[Goals]
- 1) According to the GTL passage, why does it matter whether a plot is parameterized? Answer in one to three sentences.
- 2) Reproduce the text of the GTL passage between "GTL has numerous" and "terminology is useful.", inclusive.
- 3) In the GTL passage, what data set does a BARCHARTPARM bar chart with five bars require?

[Source passage]
========
Categories of Statements

Overview

GTL statements generally fall into two main categories:
  • Plot, Legend, and Text statements that determine what items are drawn in the graph.
  • Layout statements that determine how or where the items in the graphs are placed.

Plot Statements—Terminology and Concepts

Overview

GTL has numerous plot statements that can be combined with one another in many different ways. In future releases of GTL, new layout and plot statements will be added to supplement those now available. GTL has been designed as a high-level toolkit that enables you to create a large variety of graphs by combining its constructs in different ways. As you might imagine, not all combinations of statements are possible, and most of the invalid combinations are caught during template compilation. Rather than trying to create graphs by trial and error, it is recommended that you understand a few basic "rules of assembly" to guide your efforts and make the language easier to work with. To that end, some new terminology is useful.

Plot Terminology

Computed Plots
Computed plots internally perform computational transformations on the input data and, as necessary, add new columns to a data object in order to render the requested plot. For example, a LOESSPLOT requires two numeric columns of raw input data (X=column and Y=column). A loess fit line is computed for these input point pairs, a new set of points on a fit line is generated, and a new column that contains the computed points is added to the data object. A smoothed line is drawn through the computed points. Most computed plots have several options to control the computation performed. Another form of computed plot is one with user-defined data transformations. For example, you can use an EVAL( ) function to compute a new column such as Y= eval(log10(column)). This transforms column values into corresponding logarithmic values. Why is it important to know whether a plot is computed? Certain layouts such as PROTOTYPE currently do not allow computed plots to be included.
Parameterized Plots
Parameterized plots simply render the input data they are given. They are useful whenever you have input data that does not need to be preprocessed or that has already been summarized (possibly an output data set from a procedure like PROC FREQ). For example, BARCHARTPARM draws one bar per input observation: the X= column provides the bar tick value and the Y=column provides the bar length. So a bar chart with five bars requires a data set with five observations and two variables. A parameterized bar chart statement is useful when the computed BARCHART statement does not perform the type of computation you want, and you have done the summarization yourself. Many parameterized plots have a "PARM" suffix added to their name. Another common situation is when you want to draw a fit line and a confidence band from a set of data that already has the appropriate set of (X,Y) point coordinates. For these situations you would use a SERIESPLOT statement for the fit line and a BANDPLOT statement for the confidence band. Why is it important to know whether a plot is parameterized? Parameterized plots ensure that no additional computation will take place on the input data. Thus, input data that does not meet the special requirements on the parameterized plot might result in bad output or a blank graph.
========
[Excerpts of location labeling data]
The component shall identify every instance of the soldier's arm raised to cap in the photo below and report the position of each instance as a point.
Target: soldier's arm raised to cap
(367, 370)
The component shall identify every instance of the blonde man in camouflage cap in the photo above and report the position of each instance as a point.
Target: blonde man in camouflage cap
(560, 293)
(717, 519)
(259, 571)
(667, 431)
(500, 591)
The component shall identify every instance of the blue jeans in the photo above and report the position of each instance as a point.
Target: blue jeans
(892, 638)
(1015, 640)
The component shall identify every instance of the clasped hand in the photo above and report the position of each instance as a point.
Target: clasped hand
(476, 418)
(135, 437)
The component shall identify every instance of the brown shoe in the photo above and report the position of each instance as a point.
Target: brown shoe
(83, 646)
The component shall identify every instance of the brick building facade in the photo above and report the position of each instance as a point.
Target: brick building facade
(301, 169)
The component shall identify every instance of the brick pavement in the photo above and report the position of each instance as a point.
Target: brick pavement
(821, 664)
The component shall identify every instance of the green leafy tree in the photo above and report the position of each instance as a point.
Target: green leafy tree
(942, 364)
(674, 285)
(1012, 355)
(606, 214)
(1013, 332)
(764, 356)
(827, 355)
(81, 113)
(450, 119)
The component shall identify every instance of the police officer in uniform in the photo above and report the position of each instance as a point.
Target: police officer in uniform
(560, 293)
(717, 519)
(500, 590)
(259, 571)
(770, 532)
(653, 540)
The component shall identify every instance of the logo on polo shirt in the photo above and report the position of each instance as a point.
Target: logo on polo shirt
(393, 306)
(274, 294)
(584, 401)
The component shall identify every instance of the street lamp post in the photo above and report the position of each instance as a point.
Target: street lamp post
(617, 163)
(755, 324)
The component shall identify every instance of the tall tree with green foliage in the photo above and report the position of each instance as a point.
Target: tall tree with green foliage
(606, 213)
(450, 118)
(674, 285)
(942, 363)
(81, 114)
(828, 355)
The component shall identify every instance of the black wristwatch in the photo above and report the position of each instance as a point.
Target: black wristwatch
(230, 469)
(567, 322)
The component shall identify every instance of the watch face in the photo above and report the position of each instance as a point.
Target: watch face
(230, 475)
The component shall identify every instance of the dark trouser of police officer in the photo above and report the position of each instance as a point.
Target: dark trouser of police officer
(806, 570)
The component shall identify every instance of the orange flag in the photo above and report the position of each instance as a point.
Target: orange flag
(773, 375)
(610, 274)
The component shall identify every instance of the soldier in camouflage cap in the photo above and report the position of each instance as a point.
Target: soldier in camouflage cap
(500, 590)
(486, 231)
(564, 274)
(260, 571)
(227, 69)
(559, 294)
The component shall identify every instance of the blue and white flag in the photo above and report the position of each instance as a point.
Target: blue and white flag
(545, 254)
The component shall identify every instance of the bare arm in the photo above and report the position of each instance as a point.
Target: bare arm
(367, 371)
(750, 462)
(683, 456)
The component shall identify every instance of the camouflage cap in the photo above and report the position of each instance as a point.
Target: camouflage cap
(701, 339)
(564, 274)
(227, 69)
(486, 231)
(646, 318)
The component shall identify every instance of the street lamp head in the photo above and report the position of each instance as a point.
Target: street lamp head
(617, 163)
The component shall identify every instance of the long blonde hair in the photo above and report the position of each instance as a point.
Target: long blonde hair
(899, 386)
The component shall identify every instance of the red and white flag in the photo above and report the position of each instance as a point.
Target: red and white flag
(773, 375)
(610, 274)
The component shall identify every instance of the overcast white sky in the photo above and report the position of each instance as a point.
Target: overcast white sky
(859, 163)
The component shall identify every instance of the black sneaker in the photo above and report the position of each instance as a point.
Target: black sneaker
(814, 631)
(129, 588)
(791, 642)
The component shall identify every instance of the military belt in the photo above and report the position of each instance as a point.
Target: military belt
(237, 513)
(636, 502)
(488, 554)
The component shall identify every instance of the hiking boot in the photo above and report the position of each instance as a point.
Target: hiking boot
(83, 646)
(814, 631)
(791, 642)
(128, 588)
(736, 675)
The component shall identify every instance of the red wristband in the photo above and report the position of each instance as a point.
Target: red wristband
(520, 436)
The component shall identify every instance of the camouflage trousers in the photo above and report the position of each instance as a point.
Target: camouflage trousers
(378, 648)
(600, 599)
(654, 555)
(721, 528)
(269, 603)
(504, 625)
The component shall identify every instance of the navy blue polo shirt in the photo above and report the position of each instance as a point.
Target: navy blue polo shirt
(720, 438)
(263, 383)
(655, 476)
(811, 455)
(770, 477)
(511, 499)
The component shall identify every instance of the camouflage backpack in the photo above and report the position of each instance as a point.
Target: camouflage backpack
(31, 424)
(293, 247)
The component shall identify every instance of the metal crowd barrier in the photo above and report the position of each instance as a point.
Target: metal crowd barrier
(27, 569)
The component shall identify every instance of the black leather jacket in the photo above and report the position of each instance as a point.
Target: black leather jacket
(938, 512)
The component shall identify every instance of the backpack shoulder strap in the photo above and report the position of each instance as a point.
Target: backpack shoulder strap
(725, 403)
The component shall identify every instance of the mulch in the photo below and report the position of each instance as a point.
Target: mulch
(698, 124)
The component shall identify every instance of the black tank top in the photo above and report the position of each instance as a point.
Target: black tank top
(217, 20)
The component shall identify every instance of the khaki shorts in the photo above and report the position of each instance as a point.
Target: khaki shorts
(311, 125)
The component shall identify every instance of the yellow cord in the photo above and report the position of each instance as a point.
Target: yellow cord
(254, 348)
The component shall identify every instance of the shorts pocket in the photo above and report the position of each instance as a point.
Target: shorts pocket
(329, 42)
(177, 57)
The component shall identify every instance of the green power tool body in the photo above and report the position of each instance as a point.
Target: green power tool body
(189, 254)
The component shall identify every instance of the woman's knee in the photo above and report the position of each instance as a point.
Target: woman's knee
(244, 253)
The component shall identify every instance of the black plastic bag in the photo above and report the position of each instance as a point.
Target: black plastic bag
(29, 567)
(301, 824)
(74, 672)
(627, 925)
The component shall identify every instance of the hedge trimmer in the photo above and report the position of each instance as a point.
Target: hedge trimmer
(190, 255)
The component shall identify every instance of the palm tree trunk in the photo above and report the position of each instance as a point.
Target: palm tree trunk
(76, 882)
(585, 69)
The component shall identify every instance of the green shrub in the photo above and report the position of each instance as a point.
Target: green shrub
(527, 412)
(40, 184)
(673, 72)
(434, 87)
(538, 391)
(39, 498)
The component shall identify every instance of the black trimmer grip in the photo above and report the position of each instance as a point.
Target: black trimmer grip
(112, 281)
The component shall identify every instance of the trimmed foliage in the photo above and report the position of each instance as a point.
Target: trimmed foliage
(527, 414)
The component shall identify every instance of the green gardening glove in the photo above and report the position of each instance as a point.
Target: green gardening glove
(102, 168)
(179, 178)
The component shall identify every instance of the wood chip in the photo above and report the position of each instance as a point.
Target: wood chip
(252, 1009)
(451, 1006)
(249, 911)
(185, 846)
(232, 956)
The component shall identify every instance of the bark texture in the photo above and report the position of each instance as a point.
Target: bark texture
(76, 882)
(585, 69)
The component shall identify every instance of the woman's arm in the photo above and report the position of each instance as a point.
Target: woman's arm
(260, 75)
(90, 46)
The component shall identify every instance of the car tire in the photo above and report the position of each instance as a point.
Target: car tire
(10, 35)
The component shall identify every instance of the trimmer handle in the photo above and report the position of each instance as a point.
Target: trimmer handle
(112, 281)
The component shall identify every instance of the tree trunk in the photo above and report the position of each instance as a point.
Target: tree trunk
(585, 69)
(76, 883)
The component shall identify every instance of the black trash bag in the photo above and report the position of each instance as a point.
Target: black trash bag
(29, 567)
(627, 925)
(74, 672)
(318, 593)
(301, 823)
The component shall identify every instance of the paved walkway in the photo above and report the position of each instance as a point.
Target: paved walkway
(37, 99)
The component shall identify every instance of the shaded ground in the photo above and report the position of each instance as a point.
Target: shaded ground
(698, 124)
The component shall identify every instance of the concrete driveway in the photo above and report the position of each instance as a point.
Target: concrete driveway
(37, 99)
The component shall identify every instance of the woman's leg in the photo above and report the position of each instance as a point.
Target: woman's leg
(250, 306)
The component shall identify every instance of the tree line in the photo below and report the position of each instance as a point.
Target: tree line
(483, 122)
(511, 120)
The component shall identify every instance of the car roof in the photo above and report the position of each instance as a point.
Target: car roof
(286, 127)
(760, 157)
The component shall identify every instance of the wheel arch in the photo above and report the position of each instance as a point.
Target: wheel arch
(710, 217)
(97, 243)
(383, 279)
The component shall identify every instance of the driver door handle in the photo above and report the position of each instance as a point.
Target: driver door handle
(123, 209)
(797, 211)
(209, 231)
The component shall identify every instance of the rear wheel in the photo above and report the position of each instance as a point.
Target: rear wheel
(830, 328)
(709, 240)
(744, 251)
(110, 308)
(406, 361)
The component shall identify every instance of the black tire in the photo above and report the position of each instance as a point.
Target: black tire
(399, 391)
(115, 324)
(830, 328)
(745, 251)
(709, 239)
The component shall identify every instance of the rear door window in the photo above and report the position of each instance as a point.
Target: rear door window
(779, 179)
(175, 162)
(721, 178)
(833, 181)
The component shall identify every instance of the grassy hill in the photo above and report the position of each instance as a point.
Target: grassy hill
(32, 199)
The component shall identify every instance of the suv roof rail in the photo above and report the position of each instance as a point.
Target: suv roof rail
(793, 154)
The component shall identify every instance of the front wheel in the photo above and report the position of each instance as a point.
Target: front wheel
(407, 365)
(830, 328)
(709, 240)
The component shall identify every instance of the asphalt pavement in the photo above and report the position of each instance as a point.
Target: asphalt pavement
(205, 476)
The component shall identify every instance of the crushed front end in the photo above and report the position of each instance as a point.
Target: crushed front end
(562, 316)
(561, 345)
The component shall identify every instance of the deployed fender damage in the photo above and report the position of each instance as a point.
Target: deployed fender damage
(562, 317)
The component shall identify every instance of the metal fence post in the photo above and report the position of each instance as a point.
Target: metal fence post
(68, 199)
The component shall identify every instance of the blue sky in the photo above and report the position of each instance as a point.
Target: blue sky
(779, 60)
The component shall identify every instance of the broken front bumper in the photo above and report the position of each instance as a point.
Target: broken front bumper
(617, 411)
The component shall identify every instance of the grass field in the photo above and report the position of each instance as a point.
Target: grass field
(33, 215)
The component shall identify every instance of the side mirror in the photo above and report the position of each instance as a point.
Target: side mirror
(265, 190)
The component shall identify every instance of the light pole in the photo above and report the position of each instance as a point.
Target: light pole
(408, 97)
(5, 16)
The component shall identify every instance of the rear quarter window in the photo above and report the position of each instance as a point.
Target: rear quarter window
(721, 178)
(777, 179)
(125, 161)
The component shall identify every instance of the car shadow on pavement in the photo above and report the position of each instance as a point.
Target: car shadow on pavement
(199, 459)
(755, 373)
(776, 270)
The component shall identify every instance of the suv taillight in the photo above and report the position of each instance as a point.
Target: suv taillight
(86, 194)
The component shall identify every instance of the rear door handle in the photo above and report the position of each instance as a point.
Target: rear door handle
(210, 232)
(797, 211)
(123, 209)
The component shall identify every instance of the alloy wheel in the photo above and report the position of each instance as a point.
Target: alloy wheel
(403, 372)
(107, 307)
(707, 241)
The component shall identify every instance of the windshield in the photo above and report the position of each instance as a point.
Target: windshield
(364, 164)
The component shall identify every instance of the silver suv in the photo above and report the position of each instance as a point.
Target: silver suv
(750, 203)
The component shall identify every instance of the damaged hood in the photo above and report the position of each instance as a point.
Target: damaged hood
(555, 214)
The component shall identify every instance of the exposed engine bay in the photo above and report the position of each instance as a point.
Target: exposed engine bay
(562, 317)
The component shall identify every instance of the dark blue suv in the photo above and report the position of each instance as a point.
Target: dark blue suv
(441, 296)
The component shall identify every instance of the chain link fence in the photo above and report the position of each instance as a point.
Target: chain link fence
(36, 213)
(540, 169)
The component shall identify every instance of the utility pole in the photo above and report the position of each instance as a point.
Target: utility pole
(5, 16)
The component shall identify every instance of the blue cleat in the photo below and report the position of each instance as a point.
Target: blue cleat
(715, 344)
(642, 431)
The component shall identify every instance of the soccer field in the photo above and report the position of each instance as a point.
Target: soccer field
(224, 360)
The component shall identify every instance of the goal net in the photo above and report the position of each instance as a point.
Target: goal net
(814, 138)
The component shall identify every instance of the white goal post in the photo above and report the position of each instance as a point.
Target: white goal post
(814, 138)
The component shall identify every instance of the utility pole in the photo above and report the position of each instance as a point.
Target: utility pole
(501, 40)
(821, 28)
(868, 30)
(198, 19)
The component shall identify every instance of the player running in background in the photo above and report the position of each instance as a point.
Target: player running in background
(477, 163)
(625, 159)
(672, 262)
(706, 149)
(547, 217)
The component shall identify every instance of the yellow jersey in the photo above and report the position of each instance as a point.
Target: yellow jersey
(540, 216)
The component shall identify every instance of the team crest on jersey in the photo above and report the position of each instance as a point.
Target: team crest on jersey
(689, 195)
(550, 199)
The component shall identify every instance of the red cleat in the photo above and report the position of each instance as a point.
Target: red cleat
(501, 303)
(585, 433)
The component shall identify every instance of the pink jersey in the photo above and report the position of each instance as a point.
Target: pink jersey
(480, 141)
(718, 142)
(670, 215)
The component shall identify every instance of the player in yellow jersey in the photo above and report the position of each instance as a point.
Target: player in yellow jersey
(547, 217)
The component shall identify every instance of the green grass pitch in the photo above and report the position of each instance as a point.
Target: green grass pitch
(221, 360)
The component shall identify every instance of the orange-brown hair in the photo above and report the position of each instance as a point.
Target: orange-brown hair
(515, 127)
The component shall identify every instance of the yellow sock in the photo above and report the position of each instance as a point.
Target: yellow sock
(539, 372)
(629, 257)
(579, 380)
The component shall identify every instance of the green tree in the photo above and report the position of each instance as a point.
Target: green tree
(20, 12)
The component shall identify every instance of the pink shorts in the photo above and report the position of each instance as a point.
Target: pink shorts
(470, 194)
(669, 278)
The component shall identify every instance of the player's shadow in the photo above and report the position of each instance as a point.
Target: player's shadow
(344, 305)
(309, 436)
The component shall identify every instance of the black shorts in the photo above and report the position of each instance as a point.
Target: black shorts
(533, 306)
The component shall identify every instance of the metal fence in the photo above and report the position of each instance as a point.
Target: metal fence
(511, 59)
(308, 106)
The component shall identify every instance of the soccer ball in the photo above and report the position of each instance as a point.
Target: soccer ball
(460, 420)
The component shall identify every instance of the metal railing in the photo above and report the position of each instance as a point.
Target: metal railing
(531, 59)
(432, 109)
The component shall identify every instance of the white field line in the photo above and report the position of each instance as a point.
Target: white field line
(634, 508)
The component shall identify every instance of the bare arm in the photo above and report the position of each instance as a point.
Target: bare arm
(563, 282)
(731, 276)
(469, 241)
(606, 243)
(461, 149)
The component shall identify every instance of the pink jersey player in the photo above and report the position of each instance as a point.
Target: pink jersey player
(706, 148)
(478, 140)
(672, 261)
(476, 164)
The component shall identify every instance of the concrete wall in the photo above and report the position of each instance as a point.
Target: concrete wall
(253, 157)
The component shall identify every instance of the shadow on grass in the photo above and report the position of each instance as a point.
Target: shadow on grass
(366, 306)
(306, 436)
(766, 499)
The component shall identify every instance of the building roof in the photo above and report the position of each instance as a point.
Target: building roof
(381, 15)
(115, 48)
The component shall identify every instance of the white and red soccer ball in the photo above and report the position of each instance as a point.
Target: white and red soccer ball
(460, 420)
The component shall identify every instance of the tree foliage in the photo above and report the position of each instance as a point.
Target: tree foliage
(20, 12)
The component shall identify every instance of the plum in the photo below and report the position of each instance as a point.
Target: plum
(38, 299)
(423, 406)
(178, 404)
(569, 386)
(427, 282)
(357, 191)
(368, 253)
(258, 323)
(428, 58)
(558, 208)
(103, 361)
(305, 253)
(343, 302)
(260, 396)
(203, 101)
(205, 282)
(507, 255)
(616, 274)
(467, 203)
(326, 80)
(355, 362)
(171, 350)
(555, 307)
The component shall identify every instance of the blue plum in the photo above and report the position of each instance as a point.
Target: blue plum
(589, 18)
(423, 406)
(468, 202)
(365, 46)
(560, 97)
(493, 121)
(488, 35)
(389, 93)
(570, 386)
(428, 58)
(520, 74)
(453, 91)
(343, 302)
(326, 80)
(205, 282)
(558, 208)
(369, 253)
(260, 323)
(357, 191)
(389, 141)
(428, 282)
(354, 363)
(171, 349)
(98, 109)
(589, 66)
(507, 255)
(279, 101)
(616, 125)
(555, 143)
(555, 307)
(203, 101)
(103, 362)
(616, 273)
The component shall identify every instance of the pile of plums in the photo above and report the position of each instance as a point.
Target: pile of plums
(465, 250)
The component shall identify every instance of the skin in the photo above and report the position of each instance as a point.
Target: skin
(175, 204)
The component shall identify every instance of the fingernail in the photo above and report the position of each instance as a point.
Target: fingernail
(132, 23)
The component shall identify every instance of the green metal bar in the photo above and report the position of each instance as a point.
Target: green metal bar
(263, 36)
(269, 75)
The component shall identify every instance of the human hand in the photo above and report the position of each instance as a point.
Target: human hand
========
[Answers by task]
- 1) Parameterized plots ensure that no further computation takes place on the input data. Input data that does not meet the special requirements of the parameterized plot might therefore produce bad output or a blank graph.

- 2)
GTL has numerous plot statements that can be combined with one another in many different ways. In future releases of GTL, new layout and plot statements will be added to supplement those now available. GTL has been designed as a high-level toolkit that enables you to create a large variety of graphs by combining its constructs in different ways. As you might imagine, not all combinations of statements are possible, and most of the invalid combinations are caught during template compilation. Rather than trying to create graphs by trial and error, it is recommended that you understand a few basic "rules of assembly" to guide your efforts and make the language easier to work with. To that end, some new terminology is useful.

- 3) It requires a data set with five observations and two variables.